» **EXERCISE OBJECTIVE**
Once you find the line with "Each <instance> block covers" in the data that follows, repeat it and every line after it exactly, through the line with "113L0 93V396L37 415L5".

» **PROVIDED DATA**
- Opening Delimiter -
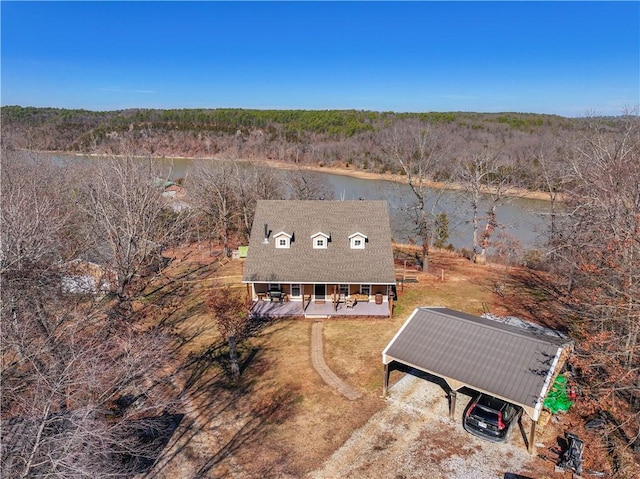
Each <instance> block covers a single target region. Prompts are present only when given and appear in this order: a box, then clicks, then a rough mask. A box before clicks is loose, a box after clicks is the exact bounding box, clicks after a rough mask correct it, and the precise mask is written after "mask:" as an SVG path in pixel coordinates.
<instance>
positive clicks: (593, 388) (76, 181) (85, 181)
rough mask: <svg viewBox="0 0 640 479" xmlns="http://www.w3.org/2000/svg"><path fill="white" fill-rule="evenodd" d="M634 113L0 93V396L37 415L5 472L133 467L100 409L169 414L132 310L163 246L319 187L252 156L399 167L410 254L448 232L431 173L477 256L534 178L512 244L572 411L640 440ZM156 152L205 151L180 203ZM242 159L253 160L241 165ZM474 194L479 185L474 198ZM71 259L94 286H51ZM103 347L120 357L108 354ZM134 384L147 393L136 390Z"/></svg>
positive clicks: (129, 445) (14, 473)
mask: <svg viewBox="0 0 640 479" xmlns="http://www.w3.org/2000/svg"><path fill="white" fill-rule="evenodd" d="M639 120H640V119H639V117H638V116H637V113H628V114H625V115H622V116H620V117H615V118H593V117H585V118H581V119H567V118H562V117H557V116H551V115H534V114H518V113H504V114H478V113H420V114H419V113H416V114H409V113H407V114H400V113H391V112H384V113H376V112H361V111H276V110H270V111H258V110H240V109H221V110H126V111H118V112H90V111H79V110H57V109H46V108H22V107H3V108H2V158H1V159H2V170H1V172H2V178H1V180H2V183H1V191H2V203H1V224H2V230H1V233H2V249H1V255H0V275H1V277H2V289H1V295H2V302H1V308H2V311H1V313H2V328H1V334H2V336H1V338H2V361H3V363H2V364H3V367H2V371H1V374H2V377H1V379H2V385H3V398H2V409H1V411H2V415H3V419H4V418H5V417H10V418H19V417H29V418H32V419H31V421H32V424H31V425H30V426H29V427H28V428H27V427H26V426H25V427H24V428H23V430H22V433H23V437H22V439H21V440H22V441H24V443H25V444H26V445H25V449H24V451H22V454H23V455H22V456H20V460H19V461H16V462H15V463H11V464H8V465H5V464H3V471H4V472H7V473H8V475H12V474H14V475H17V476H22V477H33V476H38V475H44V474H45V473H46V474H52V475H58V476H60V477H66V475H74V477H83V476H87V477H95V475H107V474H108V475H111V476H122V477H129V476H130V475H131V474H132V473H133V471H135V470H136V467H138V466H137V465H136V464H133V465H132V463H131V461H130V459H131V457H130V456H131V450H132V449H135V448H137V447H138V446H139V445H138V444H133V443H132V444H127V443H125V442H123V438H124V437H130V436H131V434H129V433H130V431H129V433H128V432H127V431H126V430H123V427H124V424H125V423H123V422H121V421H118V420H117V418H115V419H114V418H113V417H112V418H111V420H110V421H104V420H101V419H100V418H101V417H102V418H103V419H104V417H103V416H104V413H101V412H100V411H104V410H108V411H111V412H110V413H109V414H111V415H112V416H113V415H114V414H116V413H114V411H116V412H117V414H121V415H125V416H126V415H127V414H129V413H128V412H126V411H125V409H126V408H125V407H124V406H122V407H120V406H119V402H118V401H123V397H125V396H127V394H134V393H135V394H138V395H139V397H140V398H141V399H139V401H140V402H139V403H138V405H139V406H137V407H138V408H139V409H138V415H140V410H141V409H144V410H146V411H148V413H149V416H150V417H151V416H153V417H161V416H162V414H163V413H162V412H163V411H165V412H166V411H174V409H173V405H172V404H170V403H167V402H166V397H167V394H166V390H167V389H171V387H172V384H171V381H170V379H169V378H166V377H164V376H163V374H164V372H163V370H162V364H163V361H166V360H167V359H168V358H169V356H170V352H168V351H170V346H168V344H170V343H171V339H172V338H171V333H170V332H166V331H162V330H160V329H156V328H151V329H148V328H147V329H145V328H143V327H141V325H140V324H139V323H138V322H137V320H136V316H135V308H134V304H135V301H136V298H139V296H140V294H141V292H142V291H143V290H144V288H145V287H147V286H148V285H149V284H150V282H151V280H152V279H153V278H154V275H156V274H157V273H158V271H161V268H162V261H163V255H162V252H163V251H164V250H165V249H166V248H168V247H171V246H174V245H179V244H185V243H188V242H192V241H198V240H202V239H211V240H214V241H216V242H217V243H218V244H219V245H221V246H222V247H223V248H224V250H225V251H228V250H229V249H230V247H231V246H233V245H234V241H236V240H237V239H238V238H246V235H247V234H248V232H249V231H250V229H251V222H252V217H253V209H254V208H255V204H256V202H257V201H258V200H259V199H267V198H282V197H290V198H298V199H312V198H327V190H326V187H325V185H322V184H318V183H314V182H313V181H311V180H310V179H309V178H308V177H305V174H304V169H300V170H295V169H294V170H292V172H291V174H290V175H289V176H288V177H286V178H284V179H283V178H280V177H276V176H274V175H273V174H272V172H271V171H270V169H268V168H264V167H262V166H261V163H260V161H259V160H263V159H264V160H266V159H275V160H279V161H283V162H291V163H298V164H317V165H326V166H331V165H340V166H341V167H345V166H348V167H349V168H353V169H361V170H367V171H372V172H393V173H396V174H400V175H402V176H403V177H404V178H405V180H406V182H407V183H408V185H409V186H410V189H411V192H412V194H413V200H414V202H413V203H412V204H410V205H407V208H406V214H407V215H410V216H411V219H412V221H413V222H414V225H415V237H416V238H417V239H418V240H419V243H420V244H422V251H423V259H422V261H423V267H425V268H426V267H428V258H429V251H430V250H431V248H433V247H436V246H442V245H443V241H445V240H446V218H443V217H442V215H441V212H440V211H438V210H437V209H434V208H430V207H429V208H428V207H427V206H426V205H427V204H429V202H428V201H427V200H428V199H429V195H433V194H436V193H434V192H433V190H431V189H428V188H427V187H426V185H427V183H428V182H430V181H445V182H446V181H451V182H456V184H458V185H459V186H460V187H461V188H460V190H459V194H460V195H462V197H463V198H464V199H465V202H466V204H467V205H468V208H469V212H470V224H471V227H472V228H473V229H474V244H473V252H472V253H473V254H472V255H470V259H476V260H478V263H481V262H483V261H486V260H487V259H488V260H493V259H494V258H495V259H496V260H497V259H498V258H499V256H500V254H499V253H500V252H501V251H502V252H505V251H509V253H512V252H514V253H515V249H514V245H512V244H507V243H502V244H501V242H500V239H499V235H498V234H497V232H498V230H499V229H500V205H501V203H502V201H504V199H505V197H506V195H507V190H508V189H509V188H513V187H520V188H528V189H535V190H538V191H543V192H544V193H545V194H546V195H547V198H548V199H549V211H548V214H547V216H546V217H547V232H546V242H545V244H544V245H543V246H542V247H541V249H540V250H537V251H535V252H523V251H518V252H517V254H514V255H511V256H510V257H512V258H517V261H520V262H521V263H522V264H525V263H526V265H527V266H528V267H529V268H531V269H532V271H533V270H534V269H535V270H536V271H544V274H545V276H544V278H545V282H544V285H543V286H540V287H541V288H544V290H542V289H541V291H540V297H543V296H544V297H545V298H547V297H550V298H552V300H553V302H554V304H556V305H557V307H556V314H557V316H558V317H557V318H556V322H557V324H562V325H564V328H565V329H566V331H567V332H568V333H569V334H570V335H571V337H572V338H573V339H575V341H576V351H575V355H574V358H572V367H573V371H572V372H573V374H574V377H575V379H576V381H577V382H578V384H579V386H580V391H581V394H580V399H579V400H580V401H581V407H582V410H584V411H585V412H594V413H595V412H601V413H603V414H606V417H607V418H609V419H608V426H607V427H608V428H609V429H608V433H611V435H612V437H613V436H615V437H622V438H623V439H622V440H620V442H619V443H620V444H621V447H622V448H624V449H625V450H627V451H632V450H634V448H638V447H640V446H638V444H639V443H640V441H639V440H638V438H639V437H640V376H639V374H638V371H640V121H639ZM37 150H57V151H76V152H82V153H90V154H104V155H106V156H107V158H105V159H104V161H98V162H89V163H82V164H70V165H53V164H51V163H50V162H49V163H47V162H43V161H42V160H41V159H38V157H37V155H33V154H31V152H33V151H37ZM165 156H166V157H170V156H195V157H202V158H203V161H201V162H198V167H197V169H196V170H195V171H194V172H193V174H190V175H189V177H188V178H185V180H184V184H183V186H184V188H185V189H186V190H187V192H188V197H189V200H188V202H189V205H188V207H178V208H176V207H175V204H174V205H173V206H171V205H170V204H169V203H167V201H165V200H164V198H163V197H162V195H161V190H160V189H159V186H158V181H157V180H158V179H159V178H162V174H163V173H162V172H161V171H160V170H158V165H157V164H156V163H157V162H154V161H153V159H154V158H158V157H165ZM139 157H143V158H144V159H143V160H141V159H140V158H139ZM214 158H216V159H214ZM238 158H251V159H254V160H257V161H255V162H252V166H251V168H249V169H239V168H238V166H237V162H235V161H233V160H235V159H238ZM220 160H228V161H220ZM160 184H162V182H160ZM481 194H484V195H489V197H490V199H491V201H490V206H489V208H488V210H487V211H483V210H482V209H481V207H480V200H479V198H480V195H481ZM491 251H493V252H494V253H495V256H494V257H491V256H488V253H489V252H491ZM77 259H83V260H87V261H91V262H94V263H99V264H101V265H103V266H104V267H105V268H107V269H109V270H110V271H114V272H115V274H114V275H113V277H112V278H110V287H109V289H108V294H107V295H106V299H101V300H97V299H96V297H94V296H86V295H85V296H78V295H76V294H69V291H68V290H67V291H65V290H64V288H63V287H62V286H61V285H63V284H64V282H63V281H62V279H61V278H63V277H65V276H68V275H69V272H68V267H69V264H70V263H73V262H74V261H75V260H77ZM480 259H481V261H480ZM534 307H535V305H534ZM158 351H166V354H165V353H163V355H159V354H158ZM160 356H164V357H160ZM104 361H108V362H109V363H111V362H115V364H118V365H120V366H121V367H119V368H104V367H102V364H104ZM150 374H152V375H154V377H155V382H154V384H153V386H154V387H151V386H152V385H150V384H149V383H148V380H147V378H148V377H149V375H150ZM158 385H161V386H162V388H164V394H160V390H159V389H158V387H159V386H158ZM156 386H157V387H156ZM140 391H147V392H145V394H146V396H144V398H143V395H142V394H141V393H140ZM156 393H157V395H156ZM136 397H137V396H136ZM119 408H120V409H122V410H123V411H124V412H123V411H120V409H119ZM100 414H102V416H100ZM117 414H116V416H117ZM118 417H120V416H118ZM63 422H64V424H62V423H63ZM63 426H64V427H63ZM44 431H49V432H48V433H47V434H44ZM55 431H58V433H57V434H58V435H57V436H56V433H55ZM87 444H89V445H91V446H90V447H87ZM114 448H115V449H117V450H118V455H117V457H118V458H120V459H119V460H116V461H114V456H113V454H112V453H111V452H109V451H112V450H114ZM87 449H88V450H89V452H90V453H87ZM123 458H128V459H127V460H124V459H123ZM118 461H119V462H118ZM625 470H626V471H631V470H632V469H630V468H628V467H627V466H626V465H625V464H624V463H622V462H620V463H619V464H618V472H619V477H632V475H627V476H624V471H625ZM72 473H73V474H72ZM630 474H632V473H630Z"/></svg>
- Closing Delimiter -
- Opening Delimiter -
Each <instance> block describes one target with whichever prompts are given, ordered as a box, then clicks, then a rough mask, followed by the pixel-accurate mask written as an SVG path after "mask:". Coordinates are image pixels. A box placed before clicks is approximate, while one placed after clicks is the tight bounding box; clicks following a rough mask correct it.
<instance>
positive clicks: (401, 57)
- Closing Delimiter -
- Opening Delimiter -
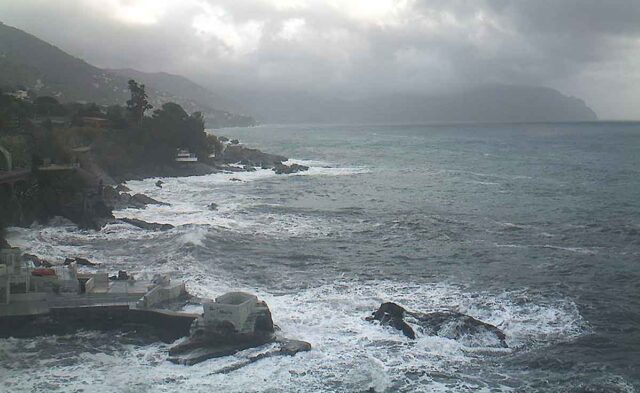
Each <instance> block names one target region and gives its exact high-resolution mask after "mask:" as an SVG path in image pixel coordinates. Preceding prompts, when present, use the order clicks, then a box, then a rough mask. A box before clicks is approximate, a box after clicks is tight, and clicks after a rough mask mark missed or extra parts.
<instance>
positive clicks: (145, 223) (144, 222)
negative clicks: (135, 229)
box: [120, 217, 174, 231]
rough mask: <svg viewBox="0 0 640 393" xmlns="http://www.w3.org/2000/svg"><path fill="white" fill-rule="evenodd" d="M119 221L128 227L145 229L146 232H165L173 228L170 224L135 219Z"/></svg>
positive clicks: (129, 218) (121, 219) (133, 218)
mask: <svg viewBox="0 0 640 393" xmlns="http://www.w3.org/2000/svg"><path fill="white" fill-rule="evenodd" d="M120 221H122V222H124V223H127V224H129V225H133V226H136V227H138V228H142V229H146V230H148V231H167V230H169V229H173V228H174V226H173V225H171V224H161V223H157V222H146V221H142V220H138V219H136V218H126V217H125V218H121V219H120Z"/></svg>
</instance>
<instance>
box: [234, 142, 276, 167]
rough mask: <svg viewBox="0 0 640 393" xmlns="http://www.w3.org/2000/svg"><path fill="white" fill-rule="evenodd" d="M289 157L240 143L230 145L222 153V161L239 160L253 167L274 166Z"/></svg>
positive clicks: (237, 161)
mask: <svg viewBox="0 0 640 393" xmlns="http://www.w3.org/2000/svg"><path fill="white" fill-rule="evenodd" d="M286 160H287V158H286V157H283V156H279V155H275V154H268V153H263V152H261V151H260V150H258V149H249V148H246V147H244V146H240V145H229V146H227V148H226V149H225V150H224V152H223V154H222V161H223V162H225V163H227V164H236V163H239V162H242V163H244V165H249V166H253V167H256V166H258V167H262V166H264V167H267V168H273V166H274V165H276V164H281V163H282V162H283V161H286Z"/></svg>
- Closing Delimiter -
» **OUTPUT FOR THIS TASK**
Each <instance> block covers a single target region. Prompts are present only when given and appear in this order: a box, then clicks, then a rough mask. A box before clicks is loose, a box after clicks is the exact bounding box, clicks after a rough mask correct it, and the precise mask is written after "mask:" as an SVG path in pixel coordinates.
<instance>
positive clicks: (593, 388) (76, 181) (85, 181)
rough mask: <svg viewBox="0 0 640 479" xmlns="http://www.w3.org/2000/svg"><path fill="white" fill-rule="evenodd" d="M634 113L0 93V396L37 415L5 472L133 467L100 409L169 414L132 310L163 246L319 187L252 156L399 167L410 254L448 232L431 173L477 256L534 178L512 244L572 411L640 440ZM156 152L205 151L180 203ZM242 159L253 160L241 165ZM474 194L479 185L474 198ZM71 259L94 286H51ZM103 347L120 357L108 354ZM134 384L147 393L136 390Z"/></svg>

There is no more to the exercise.